To do |
Please gather every line from the records below that contains the word "dark", and copy each one unchanged.

[A run of records]
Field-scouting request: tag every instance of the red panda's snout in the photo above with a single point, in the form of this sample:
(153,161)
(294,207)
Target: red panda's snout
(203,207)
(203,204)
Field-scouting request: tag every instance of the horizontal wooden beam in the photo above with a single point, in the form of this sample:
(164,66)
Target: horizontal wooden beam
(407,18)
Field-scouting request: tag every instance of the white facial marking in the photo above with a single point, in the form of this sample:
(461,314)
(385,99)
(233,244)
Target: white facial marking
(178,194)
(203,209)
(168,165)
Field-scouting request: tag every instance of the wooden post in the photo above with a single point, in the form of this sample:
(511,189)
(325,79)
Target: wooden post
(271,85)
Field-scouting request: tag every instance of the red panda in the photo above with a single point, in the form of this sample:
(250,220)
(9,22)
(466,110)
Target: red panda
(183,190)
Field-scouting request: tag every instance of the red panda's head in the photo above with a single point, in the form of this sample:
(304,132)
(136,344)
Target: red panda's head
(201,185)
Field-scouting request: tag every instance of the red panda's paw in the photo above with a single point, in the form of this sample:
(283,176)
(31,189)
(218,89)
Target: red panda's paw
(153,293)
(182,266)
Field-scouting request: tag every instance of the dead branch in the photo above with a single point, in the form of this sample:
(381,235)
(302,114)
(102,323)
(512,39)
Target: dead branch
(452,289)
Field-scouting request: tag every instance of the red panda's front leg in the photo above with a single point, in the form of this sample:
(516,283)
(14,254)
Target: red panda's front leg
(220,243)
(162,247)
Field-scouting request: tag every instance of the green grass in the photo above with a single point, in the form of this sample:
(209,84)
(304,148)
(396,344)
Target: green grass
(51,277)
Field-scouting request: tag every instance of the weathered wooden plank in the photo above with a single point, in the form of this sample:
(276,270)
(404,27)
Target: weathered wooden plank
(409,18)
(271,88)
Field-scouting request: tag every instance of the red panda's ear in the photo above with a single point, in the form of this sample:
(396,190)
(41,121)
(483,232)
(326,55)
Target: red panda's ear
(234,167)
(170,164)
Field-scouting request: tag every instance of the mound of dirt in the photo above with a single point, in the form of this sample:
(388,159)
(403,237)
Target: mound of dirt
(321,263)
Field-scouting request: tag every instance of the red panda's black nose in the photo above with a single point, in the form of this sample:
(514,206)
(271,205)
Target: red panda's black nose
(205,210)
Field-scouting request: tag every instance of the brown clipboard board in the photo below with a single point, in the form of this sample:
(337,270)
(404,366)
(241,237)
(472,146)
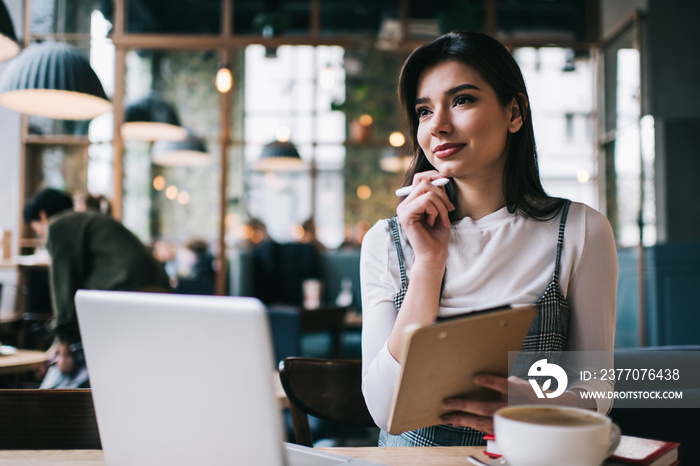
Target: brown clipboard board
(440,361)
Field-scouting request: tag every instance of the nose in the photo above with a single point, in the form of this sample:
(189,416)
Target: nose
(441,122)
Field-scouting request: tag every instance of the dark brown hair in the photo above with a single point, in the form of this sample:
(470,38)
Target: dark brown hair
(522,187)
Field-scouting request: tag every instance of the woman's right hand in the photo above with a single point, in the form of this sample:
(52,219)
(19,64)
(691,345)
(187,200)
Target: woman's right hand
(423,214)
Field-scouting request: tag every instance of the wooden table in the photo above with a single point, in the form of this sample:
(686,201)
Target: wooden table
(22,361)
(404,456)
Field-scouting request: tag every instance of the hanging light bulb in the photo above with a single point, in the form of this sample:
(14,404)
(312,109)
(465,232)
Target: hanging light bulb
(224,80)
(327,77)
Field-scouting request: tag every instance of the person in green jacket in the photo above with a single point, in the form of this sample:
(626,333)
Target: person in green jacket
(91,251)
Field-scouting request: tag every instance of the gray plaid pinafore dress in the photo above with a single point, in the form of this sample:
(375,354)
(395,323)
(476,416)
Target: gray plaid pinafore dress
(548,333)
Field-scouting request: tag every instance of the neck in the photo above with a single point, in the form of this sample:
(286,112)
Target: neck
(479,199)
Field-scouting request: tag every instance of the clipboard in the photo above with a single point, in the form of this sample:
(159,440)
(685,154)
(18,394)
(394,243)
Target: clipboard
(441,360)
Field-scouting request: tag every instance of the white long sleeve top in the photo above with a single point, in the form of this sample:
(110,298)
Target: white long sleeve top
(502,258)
--
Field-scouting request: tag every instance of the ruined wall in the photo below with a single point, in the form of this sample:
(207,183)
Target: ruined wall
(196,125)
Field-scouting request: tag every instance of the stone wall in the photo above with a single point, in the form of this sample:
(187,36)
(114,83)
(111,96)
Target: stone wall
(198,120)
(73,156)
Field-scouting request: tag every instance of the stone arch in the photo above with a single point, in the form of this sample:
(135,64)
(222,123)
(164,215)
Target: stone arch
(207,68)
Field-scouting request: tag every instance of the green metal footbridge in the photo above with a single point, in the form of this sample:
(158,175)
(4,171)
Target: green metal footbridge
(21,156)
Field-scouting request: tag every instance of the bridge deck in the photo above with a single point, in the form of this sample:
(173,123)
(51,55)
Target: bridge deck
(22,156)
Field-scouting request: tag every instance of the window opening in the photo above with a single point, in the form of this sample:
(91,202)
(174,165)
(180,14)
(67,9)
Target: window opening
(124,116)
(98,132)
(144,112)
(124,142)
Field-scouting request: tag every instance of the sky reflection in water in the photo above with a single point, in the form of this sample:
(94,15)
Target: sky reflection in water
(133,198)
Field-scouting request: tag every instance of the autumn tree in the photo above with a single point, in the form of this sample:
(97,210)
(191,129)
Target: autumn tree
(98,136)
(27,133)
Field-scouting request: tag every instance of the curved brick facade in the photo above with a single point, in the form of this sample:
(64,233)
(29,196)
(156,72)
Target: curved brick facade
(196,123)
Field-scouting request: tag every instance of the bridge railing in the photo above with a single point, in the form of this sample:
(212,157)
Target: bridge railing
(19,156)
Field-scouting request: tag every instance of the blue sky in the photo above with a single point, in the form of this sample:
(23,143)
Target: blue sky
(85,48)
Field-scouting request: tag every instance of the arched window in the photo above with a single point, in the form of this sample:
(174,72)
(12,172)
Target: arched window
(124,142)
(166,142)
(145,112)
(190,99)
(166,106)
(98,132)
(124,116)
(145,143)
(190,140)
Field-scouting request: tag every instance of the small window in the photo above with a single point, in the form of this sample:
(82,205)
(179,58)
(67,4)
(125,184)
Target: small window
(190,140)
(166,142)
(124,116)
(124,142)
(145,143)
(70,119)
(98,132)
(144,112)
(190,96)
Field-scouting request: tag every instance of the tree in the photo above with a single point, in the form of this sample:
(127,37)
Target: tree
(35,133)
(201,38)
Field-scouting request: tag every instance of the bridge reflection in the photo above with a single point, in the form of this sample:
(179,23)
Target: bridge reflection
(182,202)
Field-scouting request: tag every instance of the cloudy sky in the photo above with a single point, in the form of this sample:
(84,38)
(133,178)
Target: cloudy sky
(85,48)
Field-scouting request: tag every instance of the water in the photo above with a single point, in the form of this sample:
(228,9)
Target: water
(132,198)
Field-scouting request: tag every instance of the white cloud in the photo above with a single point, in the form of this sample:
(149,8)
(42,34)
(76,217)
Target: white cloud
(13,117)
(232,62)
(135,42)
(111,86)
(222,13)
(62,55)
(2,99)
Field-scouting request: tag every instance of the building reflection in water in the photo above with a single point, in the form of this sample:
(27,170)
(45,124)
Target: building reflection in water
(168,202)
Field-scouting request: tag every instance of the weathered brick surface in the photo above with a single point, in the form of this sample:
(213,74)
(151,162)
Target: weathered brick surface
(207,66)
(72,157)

Reply to the task |
Field-scouting request: tag every instance of the dark brown hair in the photo above with a single point, in the form of this sample:
Target: dark brown hair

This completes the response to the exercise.